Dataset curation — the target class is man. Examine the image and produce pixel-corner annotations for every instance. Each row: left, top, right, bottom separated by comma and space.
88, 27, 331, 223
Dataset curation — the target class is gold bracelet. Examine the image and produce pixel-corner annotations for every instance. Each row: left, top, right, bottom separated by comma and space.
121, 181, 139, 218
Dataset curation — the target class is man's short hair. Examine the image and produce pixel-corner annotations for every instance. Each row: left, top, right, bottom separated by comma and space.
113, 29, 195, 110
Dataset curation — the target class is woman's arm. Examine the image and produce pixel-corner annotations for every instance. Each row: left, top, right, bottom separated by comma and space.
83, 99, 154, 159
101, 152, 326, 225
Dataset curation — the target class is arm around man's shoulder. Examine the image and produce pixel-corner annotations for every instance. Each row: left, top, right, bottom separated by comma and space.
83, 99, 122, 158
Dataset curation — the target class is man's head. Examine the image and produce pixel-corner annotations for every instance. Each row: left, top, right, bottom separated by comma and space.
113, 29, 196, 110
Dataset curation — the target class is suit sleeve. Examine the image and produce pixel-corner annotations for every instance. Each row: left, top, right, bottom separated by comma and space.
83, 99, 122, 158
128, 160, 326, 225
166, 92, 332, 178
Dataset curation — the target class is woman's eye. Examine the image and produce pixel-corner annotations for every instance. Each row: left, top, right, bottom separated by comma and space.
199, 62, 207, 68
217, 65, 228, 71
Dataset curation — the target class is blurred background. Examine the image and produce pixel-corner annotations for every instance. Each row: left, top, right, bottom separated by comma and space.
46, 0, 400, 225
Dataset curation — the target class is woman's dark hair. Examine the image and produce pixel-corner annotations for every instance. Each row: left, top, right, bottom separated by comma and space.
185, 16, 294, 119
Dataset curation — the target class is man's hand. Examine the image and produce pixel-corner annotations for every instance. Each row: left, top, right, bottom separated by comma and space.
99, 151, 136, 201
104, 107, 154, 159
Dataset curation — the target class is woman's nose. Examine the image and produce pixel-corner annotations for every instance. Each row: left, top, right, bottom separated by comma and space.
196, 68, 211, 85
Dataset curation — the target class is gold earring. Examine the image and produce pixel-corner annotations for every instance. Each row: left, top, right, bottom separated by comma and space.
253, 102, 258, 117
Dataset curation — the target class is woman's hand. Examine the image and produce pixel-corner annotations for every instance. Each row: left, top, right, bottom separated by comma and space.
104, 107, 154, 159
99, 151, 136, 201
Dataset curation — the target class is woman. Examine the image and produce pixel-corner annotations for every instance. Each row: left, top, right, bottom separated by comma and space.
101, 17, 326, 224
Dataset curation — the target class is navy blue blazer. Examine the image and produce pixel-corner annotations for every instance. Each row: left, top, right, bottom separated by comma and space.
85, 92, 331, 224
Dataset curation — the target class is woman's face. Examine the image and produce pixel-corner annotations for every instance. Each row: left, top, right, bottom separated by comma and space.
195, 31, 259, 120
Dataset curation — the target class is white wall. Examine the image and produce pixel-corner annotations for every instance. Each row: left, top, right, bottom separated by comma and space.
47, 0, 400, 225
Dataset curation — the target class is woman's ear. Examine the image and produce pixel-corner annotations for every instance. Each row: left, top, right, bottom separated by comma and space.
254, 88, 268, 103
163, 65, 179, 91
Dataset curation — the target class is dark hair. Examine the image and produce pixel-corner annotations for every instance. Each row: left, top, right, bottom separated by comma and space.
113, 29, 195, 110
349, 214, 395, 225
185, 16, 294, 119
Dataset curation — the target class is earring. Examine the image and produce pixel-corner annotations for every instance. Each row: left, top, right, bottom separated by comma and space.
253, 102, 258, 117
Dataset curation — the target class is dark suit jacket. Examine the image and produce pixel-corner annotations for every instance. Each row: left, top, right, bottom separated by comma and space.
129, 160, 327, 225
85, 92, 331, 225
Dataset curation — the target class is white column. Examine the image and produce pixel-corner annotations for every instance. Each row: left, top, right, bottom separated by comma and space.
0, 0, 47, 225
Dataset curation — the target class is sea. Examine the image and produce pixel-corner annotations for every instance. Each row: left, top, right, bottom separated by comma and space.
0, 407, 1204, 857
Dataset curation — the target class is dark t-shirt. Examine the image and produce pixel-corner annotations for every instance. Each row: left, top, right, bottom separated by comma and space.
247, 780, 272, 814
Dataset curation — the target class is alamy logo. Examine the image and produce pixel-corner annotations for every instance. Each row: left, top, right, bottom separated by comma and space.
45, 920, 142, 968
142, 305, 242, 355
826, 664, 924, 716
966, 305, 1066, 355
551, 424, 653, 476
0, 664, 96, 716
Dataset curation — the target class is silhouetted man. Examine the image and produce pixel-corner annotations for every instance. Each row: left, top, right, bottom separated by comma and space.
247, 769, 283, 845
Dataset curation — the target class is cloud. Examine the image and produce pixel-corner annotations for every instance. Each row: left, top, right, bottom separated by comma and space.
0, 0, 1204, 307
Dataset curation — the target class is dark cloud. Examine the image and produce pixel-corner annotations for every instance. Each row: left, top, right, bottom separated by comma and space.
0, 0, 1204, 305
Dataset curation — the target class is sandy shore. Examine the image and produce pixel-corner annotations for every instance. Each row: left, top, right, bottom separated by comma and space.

--------------------------------------------------

Can you edit all the rows above so that "Dataset curation" becomes "Annotation task", leaving every other word and number as it is?

Annotation task — the target class is man. Examine the image and produce pixel-corner annotations for every instance. Each row: left, top, right, bottom separated by comma and space.
88, 27, 331, 223
Annotation task — the target class is gold bracelet. Examine the image and produce pixel-corner annotations for every instance. Each row: left, top, right, bottom separated by comma and space.
121, 181, 139, 218
Annotation task — the target class is man's short hair. Examine the image and produce pixel-corner annotations for every instance. Each row: left, top, right, bottom separated by comma and space.
113, 29, 195, 110
Annotation task — the target class is woman's arm. Examine the image and produce pixel-corner annotations for every instance. Each row: left, top, right, bottom separated by comma and space.
83, 99, 154, 159
101, 152, 326, 225
Annotation task — the target class is arm around man's shoulder. Examine the image and produce pixel-corner annotations for every instance. Each row: left, top, right, bottom separated by comma and space.
83, 99, 122, 158
Annotation task — the target class is man's head. Examine the image and produce pixel-corner annotations for every instance. Each row: left, top, right, bottom separated by comma and space.
113, 29, 196, 110
Annotation task — the target class is suit sleeve. Examine the image and produce pixel-corner annotations for every instance. Each row: left, top, right, bottom separated by comma and space.
83, 99, 122, 158
128, 160, 326, 225
166, 92, 332, 178
Annotation task — the target class is woman's eye. Examine the image and produce pixel-corner annotations for every instance. Each row: left, top, right, bottom separated by comma and space.
199, 62, 207, 68
217, 65, 228, 71
Annotation task — the target class is blurred background. Examine the image and produce pixel-corner annotations for every instance. Each row: left, top, right, bottom separated by comma and space.
46, 0, 400, 225
Annotation task — the target class is woman's dark hair. Examine the image and produce pixel-corner annotations for every instance. Each row: left, top, right, bottom separated by comma and space.
185, 16, 294, 119
Annotation task — the target class is man's hand. Examine the image and produce pixel-corner annotations for every instance. Each row: left, top, right, bottom separated by comma and space.
99, 151, 136, 201
104, 107, 154, 159
Annotation task — the target class is woman's nose. Examine the image and produce pixel-corner annotations for every instance. Each row: left, top, right, bottom separated by comma and space.
196, 68, 211, 85
Annotation task — the target class is gold earring. Examine the image and produce pixel-corner annotations for every instance. Each row: left, top, right, bottom separated by comma and space.
253, 102, 258, 117
Annotation task — the target class is woman's hand. Examine the image and produce pixel-corner annotations for every instance. Each row: left, top, right, bottom separated by comma and space.
104, 107, 154, 159
99, 151, 136, 201
Annotation task — the target class is woman. Examine the image and produce pixel-corner annotations for every instance. Each row: left, top, right, bottom separated by comma and space.
101, 17, 326, 224
Annotation task — the target class is navy blue blazer. Examine the image and produce pixel-corner annotations for every instance. Each row: left, top, right, bottom separated by comma and space.
85, 92, 331, 224
Annotation task — the target class is woman's face. Examine the image and produce pixel-corner annotations for every instance. Each row: left, top, right, bottom separated by comma and space.
195, 31, 259, 120
Annotation task — the target class is white wall. Examine the image and produce pixel-corner annotations for every instance. Each row: left, top, right, bottom separated by comma and space.
47, 0, 400, 225
Annotation task — the target class is woman's ear. Examine the image and produce pixel-corner annotations for every instance. Each row: left, top, right, bottom separated by comma and space.
254, 88, 268, 103
163, 65, 179, 91
Annotation task — the target class is dark hair. Examine the image and produce pixel-corner annotations for every instance. Each row: left, top, right, bottom separated by comma and space.
113, 29, 195, 110
349, 214, 395, 225
185, 16, 294, 119
Annotation task — the target class is earring. Examine the image and produce pixel-corner annotations for every instance. Each row: left, top, right, bottom separated by comma and space.
253, 102, 258, 117
Annotation task — the target class is dark suit jacket. Examine the image and produce pixel-corner annotations for every instance. Each row: left, top, right, bottom separated by comma and space.
129, 160, 327, 225
85, 92, 331, 225
Annotation task — the target class is white column. Examine the image and produce pixel-corner annotations for every instance. Each row: left, top, right, bottom separated by comma and space.
0, 0, 47, 225
Annotation task — the target class is sea. Examine the image and produce pixel-corner annotations for every instance. Each row: left, top, right, bottom separated by comma and space.
0, 407, 1204, 857
Annotation task — the target class is dark t-shirt. Examine the image and produce pixel-corner annotations for every instance. Each row: left, top, right, bottom separated by comma and space.
247, 780, 272, 814
Annotation task — the target class is alamy logo. Examine the image and produce pixel-corner annotations for every instance. Each row: left, top, right, bottom separated by comma and space.
45, 920, 142, 968
142, 305, 242, 355
826, 664, 924, 716
966, 305, 1066, 355
551, 424, 653, 476
0, 664, 96, 716
Annotation task — the target class is silhouetted man. Examine the image and produce pixel-corner annotations for every instance. Each row: left, top, right, bottom separated by comma and space.
247, 769, 283, 845
Annotation task — the target class is cloud. Examine the image and produce pixel-corner annotations for every instance. Each row: left, top, right, bottom separated by comma and space.
0, 0, 1204, 307
Annotation task — the target class is dark cloud. Examine the image and produce pixel-corner annotations for every instance. Each row: left, top, right, bottom separated by comma and space.
0, 0, 1204, 305
Annotation task — the target class is sandy shore. Examine the image and produce pixel-corner annotations for every instance. Each row: left, top, right, bottom separated by comma and space.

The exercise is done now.